◆ **Given exercise A**: List every food and drink item the writer names as breakfast in the Tashkent hotel blog post.
◆ **Given exercise B**: Pick up the Tashkent hotel blog post after its final sentence and carry it forward in the same voice.

◆ **Text passage**:

++++

Thursday, February 22, 2007

Russian breakfast

From my hotel balcony...

I’m sitting here with my glass of cherryade, my rye bread and cheese, and the lights have just dimmed by two stops. Ah, this place is great! Sometimes I wish I was old enough to have spent time in the USSR before everything changed. Although also, emphatically, not.

This place is a fine old Soviet hotel. It looks like, as M said, a wafer that someone has bent in half ready to snap and eat. To be honest, you couldn’t think of a structure more likely to put you in mind of earthquakes. Which is probably the point. Tashkent was almost entirely destroyed by a huge quake in 1966. It was rebuilt as a modern Soviet city, with an earthquake-proof metro, and bulky, pale concrete blocks of flats and offices along streets lined with plane trees and elms. The plane trees here keep their dead leaves all winter, peculiarly — I must ask about that — and in concert with masses of elm-keys, hanging down like pale brown dried fish on racks, and the ghostly grey and black hooded crows, the white concrete and the glaucous, breathy sky, it seems the strangest, most wintery place imaginable. Even the air is white, as if it held, suspended, fine woodash, salt, or powdered snow.

Very strange, because apart from the traffic rumble, the only other sound I can hear from the balcony is the tropic carrolling of mynah birds — recent immigrants; god, they must be hardy to live in this blanched winter world. I am very impressed. There are bounties for mynahs; you get free cartridges if you shoot them. I can’t see that making a whit of difference to their populations, but I guess it’s a good way to get ammunition if you’re a local farmer — cartridges are very expensive here.

++++

Rows from a dataset:
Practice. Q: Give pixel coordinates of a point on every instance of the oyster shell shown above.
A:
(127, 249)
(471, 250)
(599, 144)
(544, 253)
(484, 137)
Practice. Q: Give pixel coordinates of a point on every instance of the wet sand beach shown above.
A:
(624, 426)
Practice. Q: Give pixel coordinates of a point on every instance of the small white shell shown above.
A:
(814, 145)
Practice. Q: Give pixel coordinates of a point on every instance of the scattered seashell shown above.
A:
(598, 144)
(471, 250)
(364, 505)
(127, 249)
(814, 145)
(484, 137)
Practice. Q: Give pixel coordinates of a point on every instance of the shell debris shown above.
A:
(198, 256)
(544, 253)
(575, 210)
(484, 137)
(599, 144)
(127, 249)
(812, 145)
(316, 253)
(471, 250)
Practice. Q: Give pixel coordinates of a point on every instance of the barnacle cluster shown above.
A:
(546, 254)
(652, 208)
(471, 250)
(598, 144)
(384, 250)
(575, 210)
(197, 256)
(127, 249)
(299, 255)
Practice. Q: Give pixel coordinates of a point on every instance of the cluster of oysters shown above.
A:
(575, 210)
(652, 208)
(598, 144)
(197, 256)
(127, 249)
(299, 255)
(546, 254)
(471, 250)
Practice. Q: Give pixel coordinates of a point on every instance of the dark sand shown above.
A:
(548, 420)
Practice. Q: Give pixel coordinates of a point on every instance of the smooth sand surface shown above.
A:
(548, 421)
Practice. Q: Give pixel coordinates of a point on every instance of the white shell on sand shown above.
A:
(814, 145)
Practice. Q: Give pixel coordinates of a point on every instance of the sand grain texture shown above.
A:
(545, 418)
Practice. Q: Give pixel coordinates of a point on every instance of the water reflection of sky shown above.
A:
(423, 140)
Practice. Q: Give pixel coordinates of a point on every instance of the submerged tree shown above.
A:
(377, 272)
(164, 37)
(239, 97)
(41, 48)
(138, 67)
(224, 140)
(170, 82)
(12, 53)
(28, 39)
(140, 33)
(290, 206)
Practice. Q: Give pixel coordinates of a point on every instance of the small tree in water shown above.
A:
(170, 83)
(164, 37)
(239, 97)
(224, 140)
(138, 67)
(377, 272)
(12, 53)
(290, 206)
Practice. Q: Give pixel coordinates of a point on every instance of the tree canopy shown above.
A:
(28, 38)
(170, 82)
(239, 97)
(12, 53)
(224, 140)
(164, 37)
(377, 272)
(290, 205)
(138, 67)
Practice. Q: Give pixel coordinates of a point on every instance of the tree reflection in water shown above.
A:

++++

◆ **Task response A**: cherryade, rye bread, cheese

◆ **Task response B**:
And yes, fretmarketeers, as you can probably tell from my wandering attention, I’m jetlagged to the point of dissolution. It was a horrendous flight, six hours overnight in an ancient 757 with broken air-conditioning, so we sweltered in our close-packed seats and I couldn’t sleep at all; got to that peculiar point of exhaustion where you fall prey to insitent, weird, synaesthetic intutions. I remember sitting, totally wiped out, in the baggage hall at the airport yesterday morning feeling that my emotional state exactly resembled a page of gothic type printed in white, rubbery, raised ink onto thick tracing paper. See? Bonkers.

Better this morning — ah, the delights of pro-plus caffeine tablets, plus two big, strong cups of nescafé. So, this hotel has seventeen floors, and an apparently infinite number of rooms, most of which are uninhabitable. They’re renovating it room by room. It has expanses of shining parquet floor, gleaming wooden corridors, and bits of newly renovated marble and glass which sit inside this extraordinary, crazy shell. The front of the hotel is knotted in rather beautiful concrete filligree that almost, but not entirely hides the sight of crumbling concrete and rotting steel. Mmmm.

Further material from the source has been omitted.